## Aim
Rewrite the passage of the adoption blog post between "Veronica Brown is" and "at the intent.", inclusive, renaming every instance of "adoption reform" to "adoption law reform".

## Source extract
[start]
Did you want my childhood only?


Once you have taken my childhood years and you have photo albums full of memories, will you lament the teen that caused you wrinkles?

Will you use me as the excuse of your old age?

Will you ignore me?


People may not believe that this actually happens, but sometimes adoptees have their childhoods stolen. Not all. But, yes, sometimes.


One need not look far to find examples. Adoptive couples like the Capobiancos.

Who takes a child from a natural parent to enjoy a few years, full well knowing that this child will grow up and see the truth? But they don’t care about that moment, because right now Veronica has what they want.

Her childhood.


I saw Claudia’s post at Musings of the Lame today where she just happened to have received an email (several actually) from a person wanting this exact thing. A child’s years. Their childhood. You seriously have to see this person’s desire for a child. It’s unbelievable.


So, go ahead. Take our childhoods. Take those years and envision them in sepia tones and vintage highlights. Fill up your photo albums with the pictures you want.

After we age out of your adoption euphoria, we will know the truth. The true cause of wrinkles – our stolen childhoods.


*Comments on this one – adoptees only again*

Dismissive Statements

Veronica Brown is an adoptee. Already her voice is being dismissed by those referring to her as “Baby Veronica.” Maybe she will get used to it. Many adoptees are accustomed to dismissive remarks when we tell our story, bring attention to unethical adoptions and speak out about adoption reform.


I can imagine a few short years down the road, adoption advocates saying, “Sorry you had a bad experience, “Baby Veronica,” but adoption is so much better today than it was fifteen years ago when you were adopted.” And with those few short words, her experience will be dismissed and they will try to silence her voice too.

Dismissive statements come in many forms. You can pick almost any adoptee on social media who actively speaks for adoption reform, and you will see dismissive statements in response to what he or she says.


Just for fun, let’s list some dismissive statements and look at the intent.


Have you looked at it from your adoptive parent’s / birth parent’s perspective?

I’m just challenging you to see the other side.

These statements or questions imply that we are selfish to advocate for the adoptee. It tells us that our viewpoint (as children) does not matter and that we are responsible for the interpretation of our experience as negative or positive rather than looking at the facts. In reality, adoptees have spent lifetimes protecting the feelings of others. If the adoptee is sharing his or her feelings, show respect for the individual experience – the adoptee.


Our adoption is completely open.

This statement is usually from an adoptive parent. It claims that, if the AP is happy, all is well. If you are an adoptive parent, you may think all is well, but if you take time to read adoptee or birth parent blogs and really listen, you may find that line of thinking challenged.


Instead of complaining, how are you working for change?

This immediately dismisses what an adoptee is saying in the moment and places the adoptee in the position of defensiveness. It’s a ‘stop chasing that, and go chase this’ distraction. Adoptees work tirelessly for change. We are involved in adoptee rights campaigns, we write, we debate, we raise awareness, we publish articles, we create movies, we provide support, we answer questions and we interact with those that despise us. Trust me, adoptees are working for change.


It seems I’m hearing from females more than male adoptees.

If we aren’t being legitimized by males, it’s just a bunch of females bitching, right?
[end]
## Dataset content
[start]
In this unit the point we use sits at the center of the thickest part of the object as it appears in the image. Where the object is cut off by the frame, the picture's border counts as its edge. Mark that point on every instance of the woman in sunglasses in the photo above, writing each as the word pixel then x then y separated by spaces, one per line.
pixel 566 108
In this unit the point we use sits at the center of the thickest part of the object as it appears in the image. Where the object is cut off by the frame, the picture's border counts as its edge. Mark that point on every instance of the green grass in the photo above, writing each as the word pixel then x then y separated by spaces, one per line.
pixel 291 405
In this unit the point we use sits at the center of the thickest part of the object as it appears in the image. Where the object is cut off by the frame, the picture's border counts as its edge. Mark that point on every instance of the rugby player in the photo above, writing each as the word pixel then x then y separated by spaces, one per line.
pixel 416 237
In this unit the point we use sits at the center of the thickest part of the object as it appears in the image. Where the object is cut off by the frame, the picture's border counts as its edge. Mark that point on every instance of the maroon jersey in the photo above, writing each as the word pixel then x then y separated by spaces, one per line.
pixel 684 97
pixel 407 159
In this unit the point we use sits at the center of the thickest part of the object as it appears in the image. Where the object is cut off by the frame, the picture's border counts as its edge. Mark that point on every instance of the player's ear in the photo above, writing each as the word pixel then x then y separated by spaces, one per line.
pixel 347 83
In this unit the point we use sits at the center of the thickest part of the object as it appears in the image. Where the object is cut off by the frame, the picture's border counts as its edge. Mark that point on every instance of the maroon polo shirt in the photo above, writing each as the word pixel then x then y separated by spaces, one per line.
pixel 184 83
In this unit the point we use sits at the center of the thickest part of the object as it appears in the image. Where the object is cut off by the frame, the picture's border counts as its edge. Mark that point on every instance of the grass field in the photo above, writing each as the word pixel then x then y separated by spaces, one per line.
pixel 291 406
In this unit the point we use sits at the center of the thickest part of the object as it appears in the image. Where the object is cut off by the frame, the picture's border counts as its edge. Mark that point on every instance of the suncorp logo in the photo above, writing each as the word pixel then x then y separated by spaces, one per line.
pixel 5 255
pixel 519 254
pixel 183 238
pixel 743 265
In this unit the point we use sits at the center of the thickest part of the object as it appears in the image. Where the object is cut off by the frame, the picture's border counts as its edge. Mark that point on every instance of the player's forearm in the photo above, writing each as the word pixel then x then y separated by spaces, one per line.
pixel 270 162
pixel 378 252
[end]
## Task answer
Veronica Brown is an adoptee. Already her voice is being dismissed by those referring to her as “Baby Veronica.” Maybe she will get used to it. Many adoptees are accustomed to dismissive remarks when we tell our story, bring attention to unethical adoptions and speak out about adoption law reform.


I can imagine a few short years down the road, adoption advocates saying, “Sorry you had a bad experience, “Baby Veronica,” but adoption is so much better today than it was fifteen years ago when you were adopted.” And with those few short words, her experience will be dismissed and they will try to silence her voice too.

Dismissive statements come in many forms. You can pick almost any adoptee on social media who actively speaks for adoption law reform, and you will see dismissive statements in response to what he or she says.


Just for fun, let’s list some dismissive statements and look at the intent.